EXCERPT PROVIDED:
----
Covid-19 and the moral argument over IP rights

By Joseph Dana

 

We’re at a crossroads in the fight against Covid-19. Despite the historic global vaccination effort under way, variants and mutations of the virus keep popping up. This has led to worries that the fight against the pandemic can’t move forward without an extra focus on less developed countries.

In Africa, most countries haven’t yet secured enough vaccines to inoculate their populations, and often even to start. The burdensome regulations embedded in the intellectual-property rights of vaccine manufacturers, which in effect act to keep vaccines from those in the developing world, must be addressed and possibly suspended to truly kickstart a global vaccine drive.

Indeed, if ever there was a time to do something about the balance between economics and morality, it should be now, during possibly the worst outbreak of disease the world has known.

The US had an opportunity to pressure vaccine manufacturers to make them supply developing countries at lower costs. The government owns a crucial piece of intellectual property used in creating the so-called mRNA-type vaccines.

But the administration of former president Donald Trump didn’t. Now, Joe Biden’s White House has signaled that it may do so. But will it and can it? The devil is in the details of contracts the US negotiated with drug companies.

What it can clearly do, however, is to give more pharmaceutical companies the right to use that same technology to create the next generation of vaccines that will surely be needed soon – people, even those already vaccinated, will require new-generation inoculations, much like the flu shot must be refreshed every year.

It is no accident that Covid-19 vaccines have been mostly developed in the West, particularly the biotech-enabled versions. That is because they depend on a string of technologies jealously guarded by Western firms, or for which they demand high prices to license.

The human-resource ability of non-Western firms, on the other hand, to conceive of and to create new drugs using these technologies is unquestioned. Scientific papers on the coronavirus that causes Covid-19 have been produced by 111 countries.

Many of these papers are readily shared. But “science” and “technology,” though related, are not synonymous. The latter is ring-fenced by legality. Now, these might be deadly legalities.

Since vaccines began emerging in trials, it has been a case of every nation for itself in the West. Richer countries have engaged in an unseemly display of vaccine nationalism.

The US is on track to receive 400 million doses of the Pfizer and Moderna vaccines by the end of May and then 600 million in total by the end of July, enough to vaccinate 300 million people. And yet, as the scholar and public intellectual Zeynep Tufekci notes, as of the end of March, 130 countries hadn’t yet administered a single dose of vaccine.

There is, thus, an imperative for non-Western drug manufacturers – beyond those in China and Russia – to develop, as well as to produce more, vaccines. But beyond the technologies behind vaccine development, there is also a string of intellectual-property rights embedded in the manufacturing process.

This also needs to be freed up so developing nations’ pharmaceutical companies can churn out more doses, instead of waiting for Western nations to decide when they can finally get access. Even the European Union, the self-described champion of the developing world, is engaged in an implicit claim of entitlement with echoes of the unsavoriness of imperialism.

Drug companies have traditionally argued that they pursue expensive research into a range of drugs. Most fail, and so those that succeed must in essence pay for the cost of the rest.

The argument in this business model cannot be faulted. Certainly, that is the case with, say, microchips. But it has never made any moral sense in the case of drugs.
----
TASK GOAL: What is the Spanish translation of this sentence from the article above on Covid-19 and intellectual-property rights: "Richer countries have engaged in an unseemly display of vaccine nationalism."
----
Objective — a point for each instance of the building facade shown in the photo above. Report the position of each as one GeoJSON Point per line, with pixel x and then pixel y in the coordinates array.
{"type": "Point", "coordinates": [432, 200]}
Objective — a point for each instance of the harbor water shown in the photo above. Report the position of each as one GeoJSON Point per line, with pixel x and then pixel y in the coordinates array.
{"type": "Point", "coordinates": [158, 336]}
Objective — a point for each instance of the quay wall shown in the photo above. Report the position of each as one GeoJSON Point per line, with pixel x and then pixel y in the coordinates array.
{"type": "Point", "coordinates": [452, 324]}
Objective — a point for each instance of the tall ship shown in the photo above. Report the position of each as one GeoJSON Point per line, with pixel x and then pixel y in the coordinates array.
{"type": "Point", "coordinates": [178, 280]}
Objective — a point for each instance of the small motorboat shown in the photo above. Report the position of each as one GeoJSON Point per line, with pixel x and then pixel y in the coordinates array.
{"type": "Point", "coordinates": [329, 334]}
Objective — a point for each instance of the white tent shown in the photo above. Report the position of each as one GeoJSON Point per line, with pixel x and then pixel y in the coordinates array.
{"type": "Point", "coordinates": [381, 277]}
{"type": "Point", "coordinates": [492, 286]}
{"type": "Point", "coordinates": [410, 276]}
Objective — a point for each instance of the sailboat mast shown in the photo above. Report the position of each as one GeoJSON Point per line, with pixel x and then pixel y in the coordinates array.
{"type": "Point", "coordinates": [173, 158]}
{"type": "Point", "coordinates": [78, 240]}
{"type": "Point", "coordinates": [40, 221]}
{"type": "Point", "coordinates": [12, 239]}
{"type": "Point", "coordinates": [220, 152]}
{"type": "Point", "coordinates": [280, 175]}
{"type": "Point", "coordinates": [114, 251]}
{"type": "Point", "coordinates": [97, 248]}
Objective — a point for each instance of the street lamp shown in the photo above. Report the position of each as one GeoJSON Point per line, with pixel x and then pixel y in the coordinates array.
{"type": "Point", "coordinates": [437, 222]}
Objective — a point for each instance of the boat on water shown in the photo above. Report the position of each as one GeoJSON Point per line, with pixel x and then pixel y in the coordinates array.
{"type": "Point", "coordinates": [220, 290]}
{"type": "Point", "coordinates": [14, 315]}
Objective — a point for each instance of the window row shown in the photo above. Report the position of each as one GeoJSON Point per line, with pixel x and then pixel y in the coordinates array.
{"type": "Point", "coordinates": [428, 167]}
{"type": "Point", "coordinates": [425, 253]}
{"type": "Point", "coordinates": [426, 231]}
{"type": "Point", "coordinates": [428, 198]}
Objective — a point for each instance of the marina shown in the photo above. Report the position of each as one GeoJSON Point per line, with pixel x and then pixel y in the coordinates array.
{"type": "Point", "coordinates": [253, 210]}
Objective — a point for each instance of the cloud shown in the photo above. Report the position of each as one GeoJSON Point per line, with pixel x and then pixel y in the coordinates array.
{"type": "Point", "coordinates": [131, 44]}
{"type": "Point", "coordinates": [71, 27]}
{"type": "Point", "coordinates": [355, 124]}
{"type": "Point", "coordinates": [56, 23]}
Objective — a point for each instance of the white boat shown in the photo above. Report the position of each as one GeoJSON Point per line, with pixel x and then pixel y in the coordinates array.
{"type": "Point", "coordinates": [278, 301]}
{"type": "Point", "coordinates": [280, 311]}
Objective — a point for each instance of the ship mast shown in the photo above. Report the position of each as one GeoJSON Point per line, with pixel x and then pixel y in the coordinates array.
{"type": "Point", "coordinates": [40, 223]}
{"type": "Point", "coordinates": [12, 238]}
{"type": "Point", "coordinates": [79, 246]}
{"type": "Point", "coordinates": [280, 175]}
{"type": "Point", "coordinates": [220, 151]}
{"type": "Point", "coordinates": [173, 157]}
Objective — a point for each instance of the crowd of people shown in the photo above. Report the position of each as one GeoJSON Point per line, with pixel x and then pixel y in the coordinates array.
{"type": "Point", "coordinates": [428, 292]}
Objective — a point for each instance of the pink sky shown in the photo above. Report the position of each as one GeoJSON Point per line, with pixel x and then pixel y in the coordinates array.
----
ANSWER TO THIS PROBLEM: Los países más ricos han protagonizado una indecorosa exhibición de nacionalismo vacunal.